• _Tasks to complete_
- A) Answer the following questions using the Kharkiv essay.
(i) In which grade did the narrator change schools?
(ii) What job did the woman found on Facebook hold?
(iii) In which country was the narrator planning to visit the mother?
- B) Output the passage of the Kharkiv essay between "One day, knee-deep" and "the same school.", inclusive, reproducing it without any change.

• _Text extract_
*-*-*
“Kharkiv: Intermission” by Oleg Shilkrut 

Photo by Oleg Shilkrut

Maria had blond pigtails and big lips, and she always looked put together. She sat in the front row of our third grade classroom in Kharkiv, Ukraine, took careful notes, and always handed in her homework on time. Teachers loved her. I think that’s what hooked me: the perceived social approval. Or whatever else third graders think about. Anyways, I liked her. I think I barely spoke three words to her, even though I was flirting with other girls and even had a girlfriend with whom I sometimes held hands on the school yard playground.

In fifth grade, I changed schools, and in sixth grade, my dad, who remarried, moved to the States. He brought me with him and his new family. Mom moved away, I lost touch with all my childhood friends, and it took a long time to build a new life in Chicago. I spent a lot of years wondering what it would be like to grow up in Kharkiv. What did kids even do there? Did they go to the mall? Did they get drunk in alleys during long cold winters like we did, overwhelmed with loneliness and afraid of the future? How did they date? Did they make out at house parties? What kinds of moves did Ukrainian dudes pull to get laid? Did they also use the argument that it was too late not to have sex because the condom was already on, like one of my Chicago friends infamously did? How did they choose careers? What did they read? and watch?

One day, knee-deep in memories and longing, I tried looking up Maria. I typed her name into Facebook and out came a picture of an elegant woman suntanning on a beach. She looked like one of those girls that Russian businessmen take to Egypt with them for fun and games in the sun—I really don’t know many Russian businessmen, and the ones I do don’t tell me who they fly to Egypt, but this is what I assumed. I was sure that she wasn’t going to talk to me, but in the spirit of reconnecting with my roots I said hello, and she answered! We went back and forth in Russian, and after a few exchanges I figured out she wasn’t the Maria I was looking for. Same name and place, but a few years older. She definitely did not go to third grade at the same school.

Still I asked for pictures of the city and asked about her life. She worked as a travel agent and had seen some of the world. We talked about her possibly coming to Canada next summer. Or maybe in two summers. She had to see how things would go. I was googling the distance to Toronto from Chicago and trying to figure out if I was crazy enough to make the drive.

She was talkative in texts and messages and we stayed in touch. She congratulated me when I graduated nursing school and was impressed when I  fought my Mixed Martial Arts fight. I liked her posts and asked questions, and she liked that a guy from the States was leaving marks on her IG. Made her worldly, I guess. Her Canada plans never materialized, but we kept talking. I moved around a bunch, working short contracts, and taking long trips overseas in between. I thought a lot about Kharkiv. What did my grandmother’s house look like now? Was it still the refuge it was for me, amidst the chaos of newfound post-Soviet freedom and my family’s personal perestroika? Was the Lenin statue still there, in front of the university, where my parents both proudly graduated from and where I went every Saturday for math club? I tried to envision walking down old cobblestone streets, but my memories drowned in darkness: My brain clasped shut. The doors that were so hard to close when I was leaving twenty-two years ago were even harder to reopen now. But I had to. I had to go back and face the ghosts and the memories. Had to shine a light into all corners of the old dark closet. I was planning a trip to visit my mother in Russia, and as the trip got closer, I decided I was ready to go home. I tacked on a few days in Kharkiv.
*-*-*
(Labeling and segmentation records)
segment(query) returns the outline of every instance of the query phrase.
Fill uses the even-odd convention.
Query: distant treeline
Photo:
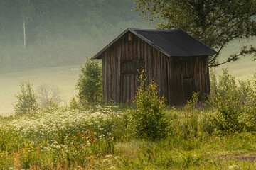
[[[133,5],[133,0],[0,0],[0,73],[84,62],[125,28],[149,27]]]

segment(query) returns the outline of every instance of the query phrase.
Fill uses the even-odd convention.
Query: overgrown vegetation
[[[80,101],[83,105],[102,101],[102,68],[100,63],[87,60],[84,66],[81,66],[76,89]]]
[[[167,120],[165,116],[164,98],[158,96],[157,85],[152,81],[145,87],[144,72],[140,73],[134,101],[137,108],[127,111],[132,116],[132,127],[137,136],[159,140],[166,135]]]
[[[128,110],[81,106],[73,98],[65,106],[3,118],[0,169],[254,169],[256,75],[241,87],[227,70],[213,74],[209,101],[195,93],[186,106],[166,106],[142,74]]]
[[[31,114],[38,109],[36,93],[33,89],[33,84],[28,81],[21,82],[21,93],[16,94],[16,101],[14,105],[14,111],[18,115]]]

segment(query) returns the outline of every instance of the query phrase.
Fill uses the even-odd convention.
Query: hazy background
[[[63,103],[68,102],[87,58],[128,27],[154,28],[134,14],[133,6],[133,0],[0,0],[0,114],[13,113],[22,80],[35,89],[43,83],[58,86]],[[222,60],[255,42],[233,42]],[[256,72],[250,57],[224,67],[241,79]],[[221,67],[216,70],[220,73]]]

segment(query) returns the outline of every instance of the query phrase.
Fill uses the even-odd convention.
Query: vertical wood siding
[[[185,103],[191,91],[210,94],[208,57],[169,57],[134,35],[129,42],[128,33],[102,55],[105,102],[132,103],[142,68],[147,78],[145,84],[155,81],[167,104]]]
*-*-*
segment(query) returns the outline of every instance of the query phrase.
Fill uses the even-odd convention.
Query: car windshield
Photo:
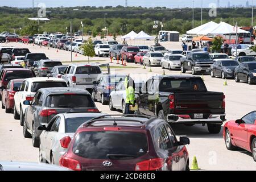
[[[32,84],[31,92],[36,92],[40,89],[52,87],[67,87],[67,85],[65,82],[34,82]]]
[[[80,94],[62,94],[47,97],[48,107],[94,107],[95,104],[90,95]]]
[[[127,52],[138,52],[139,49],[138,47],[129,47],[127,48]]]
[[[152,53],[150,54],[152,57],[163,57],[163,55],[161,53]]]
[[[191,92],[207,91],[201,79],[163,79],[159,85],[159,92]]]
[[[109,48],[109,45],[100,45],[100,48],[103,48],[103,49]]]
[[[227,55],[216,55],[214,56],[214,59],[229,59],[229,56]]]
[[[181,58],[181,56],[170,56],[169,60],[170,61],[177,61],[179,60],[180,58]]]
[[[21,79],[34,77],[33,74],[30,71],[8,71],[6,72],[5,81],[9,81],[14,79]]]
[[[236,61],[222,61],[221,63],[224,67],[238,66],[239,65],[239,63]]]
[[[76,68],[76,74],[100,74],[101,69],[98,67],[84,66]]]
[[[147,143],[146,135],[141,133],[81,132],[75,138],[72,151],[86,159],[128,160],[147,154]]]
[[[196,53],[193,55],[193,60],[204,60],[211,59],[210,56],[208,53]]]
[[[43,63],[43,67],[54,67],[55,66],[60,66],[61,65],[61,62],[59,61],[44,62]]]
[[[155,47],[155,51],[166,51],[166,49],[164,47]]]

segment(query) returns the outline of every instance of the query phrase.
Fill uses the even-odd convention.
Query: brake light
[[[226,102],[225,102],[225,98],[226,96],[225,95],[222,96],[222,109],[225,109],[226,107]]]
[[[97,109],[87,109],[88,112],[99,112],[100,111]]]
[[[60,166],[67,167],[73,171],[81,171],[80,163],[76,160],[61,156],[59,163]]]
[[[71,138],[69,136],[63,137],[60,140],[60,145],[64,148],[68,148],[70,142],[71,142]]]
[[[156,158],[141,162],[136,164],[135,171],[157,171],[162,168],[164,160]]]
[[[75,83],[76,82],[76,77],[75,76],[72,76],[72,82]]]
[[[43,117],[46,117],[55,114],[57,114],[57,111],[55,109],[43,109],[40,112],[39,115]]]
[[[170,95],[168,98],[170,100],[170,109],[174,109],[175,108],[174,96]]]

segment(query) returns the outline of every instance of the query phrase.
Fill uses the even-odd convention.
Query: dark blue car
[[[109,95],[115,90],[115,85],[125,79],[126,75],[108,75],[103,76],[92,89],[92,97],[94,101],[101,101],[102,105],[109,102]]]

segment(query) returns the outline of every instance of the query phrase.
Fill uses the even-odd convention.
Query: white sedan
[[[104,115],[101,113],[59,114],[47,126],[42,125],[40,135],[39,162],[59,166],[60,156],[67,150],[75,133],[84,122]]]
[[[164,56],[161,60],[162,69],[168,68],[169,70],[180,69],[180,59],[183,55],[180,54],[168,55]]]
*-*-*
• _Task-by-task solutions_
- A)
(i) Fifth grade.
(ii) Travel agent.
(iii) Russia.

- B)
One day, knee-deep in memories and longing, I tried looking up Maria. I typed her name into Facebook and out came a picture of an elegant woman suntanning on a beach. She looked like one of those girls that Russian businessmen take to Egypt with them for fun and games in the sun—I really don’t know many Russian businessmen, and the ones I do don’t tell me who they fly to Egypt, but this is what I assumed. I was sure that she wasn’t going to talk to me, but in the spirit of reconnecting with my roots I said hello, and she answered! We went back and forth in Russian, and after a few exchanges I figured out she wasn’t the Maria I was looking for. Same name and place, but a few years older. She definitely did not go to third grade at the same school.